*AIM*: Reproduce, character for character, every line of the material from the one containing "[pin] wooden feeding platform -- one per line" through the final line, both ends included.
┄┄┄┄┄┄┄┄┄┄
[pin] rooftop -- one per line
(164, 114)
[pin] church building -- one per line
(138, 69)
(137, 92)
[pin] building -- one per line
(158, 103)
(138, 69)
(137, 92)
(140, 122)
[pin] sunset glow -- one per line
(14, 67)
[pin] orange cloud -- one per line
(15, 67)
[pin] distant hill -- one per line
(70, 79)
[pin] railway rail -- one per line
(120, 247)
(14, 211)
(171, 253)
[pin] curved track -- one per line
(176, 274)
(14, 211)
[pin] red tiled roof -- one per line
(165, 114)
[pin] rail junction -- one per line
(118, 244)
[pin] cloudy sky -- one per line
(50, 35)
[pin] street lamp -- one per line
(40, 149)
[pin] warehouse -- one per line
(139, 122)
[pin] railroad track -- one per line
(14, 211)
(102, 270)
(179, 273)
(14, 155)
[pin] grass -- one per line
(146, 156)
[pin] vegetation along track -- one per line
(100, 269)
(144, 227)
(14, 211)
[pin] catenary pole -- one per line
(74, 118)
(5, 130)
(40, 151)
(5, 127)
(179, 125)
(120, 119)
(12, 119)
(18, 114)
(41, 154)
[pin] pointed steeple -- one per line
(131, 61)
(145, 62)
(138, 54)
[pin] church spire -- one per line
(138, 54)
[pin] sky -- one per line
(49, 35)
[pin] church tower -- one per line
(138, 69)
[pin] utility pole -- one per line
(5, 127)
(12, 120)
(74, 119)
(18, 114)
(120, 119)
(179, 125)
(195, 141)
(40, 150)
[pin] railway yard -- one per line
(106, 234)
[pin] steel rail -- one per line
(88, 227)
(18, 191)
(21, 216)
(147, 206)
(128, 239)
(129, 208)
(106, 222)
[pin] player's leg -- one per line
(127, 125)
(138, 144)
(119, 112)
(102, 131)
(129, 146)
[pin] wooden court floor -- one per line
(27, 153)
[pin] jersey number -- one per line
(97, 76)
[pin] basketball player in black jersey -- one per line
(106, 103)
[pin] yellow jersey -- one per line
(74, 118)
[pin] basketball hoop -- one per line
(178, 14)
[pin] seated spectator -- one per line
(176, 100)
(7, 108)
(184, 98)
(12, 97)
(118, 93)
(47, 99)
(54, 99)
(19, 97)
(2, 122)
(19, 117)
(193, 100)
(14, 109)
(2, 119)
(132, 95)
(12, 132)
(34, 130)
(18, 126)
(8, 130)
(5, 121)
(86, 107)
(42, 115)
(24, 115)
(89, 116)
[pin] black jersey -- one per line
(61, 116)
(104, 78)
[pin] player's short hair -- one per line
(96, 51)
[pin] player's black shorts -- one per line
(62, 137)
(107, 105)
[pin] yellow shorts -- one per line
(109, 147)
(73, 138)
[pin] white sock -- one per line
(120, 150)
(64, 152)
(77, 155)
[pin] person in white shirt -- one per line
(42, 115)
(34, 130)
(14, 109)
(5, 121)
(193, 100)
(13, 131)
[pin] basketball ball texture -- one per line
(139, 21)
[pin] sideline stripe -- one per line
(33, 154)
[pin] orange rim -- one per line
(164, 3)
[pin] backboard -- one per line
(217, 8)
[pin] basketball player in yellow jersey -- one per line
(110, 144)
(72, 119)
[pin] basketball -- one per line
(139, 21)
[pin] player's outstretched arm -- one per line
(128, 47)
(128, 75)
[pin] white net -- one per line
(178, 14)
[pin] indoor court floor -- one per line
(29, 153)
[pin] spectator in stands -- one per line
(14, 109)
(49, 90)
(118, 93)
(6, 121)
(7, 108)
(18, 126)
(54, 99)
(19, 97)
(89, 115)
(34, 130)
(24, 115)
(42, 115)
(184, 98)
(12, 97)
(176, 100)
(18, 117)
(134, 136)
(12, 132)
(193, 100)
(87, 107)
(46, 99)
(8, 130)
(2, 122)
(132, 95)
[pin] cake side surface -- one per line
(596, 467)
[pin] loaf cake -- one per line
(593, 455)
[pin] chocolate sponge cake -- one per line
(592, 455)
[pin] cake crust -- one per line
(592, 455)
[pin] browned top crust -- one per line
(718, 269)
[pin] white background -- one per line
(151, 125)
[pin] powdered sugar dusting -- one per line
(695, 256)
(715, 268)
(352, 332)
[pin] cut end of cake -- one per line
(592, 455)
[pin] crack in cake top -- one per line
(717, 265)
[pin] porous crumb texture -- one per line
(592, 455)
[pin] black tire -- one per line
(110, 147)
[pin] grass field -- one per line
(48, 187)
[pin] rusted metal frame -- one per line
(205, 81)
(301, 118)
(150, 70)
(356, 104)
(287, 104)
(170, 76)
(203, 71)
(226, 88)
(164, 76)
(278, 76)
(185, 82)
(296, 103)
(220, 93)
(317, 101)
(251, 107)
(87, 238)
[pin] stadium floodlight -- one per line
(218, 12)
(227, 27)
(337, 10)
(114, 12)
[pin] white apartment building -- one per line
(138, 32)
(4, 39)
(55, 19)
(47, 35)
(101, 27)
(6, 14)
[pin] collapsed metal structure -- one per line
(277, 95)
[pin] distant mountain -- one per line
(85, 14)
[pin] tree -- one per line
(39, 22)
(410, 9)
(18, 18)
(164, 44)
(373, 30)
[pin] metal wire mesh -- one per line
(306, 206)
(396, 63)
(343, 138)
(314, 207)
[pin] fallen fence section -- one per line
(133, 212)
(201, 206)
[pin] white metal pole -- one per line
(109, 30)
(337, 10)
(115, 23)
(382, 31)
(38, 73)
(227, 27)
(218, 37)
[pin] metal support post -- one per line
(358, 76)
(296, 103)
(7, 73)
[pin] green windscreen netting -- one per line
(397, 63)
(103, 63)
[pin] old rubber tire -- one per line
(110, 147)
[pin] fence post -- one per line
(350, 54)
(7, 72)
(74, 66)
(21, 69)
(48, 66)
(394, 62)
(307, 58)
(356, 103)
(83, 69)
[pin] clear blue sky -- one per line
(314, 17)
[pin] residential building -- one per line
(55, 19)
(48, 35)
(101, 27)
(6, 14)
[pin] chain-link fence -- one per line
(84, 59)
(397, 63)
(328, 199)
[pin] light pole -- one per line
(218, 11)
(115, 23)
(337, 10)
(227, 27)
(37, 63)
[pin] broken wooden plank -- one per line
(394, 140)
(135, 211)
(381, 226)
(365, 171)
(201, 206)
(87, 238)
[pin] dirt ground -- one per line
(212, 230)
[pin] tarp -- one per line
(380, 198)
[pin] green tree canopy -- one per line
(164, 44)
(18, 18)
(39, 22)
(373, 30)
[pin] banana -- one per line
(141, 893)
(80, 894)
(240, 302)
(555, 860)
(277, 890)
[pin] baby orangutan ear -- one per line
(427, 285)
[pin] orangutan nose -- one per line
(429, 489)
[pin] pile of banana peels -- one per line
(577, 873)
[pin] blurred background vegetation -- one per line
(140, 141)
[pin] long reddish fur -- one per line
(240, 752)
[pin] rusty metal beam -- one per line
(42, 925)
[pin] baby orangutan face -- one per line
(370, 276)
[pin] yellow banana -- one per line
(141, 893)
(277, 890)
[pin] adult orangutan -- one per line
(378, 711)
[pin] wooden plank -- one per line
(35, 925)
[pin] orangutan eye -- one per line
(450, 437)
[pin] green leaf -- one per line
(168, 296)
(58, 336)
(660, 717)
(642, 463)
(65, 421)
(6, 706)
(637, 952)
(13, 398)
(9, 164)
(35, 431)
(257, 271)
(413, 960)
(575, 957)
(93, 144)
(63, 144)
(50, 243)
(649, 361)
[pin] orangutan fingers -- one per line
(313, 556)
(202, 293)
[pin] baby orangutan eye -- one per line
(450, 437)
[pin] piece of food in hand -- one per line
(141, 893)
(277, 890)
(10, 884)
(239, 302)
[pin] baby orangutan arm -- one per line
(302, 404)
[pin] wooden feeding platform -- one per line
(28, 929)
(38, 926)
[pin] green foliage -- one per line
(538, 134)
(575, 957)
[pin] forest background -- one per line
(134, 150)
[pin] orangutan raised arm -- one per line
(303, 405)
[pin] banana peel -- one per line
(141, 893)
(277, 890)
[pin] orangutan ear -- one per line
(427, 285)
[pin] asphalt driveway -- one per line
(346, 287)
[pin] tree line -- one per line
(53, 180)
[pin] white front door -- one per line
┄┄┄┄┄┄┄┄┄┄
*RESPONSE TO THE EXERCISE*:
[pin] wooden feeding platform -- one per line
(28, 929)
(38, 926)
[pin] green foliage -- one per line
(538, 134)
(575, 957)
[pin] forest background -- one per line
(134, 150)
[pin] orangutan raised arm -- one per line
(303, 405)
[pin] banana peel -- one per line
(141, 893)
(277, 890)
[pin] orangutan ear -- one per line
(427, 285)
[pin] asphalt driveway -- one per line
(346, 287)
[pin] tree line -- one per line
(53, 180)
[pin] white front door -- one per line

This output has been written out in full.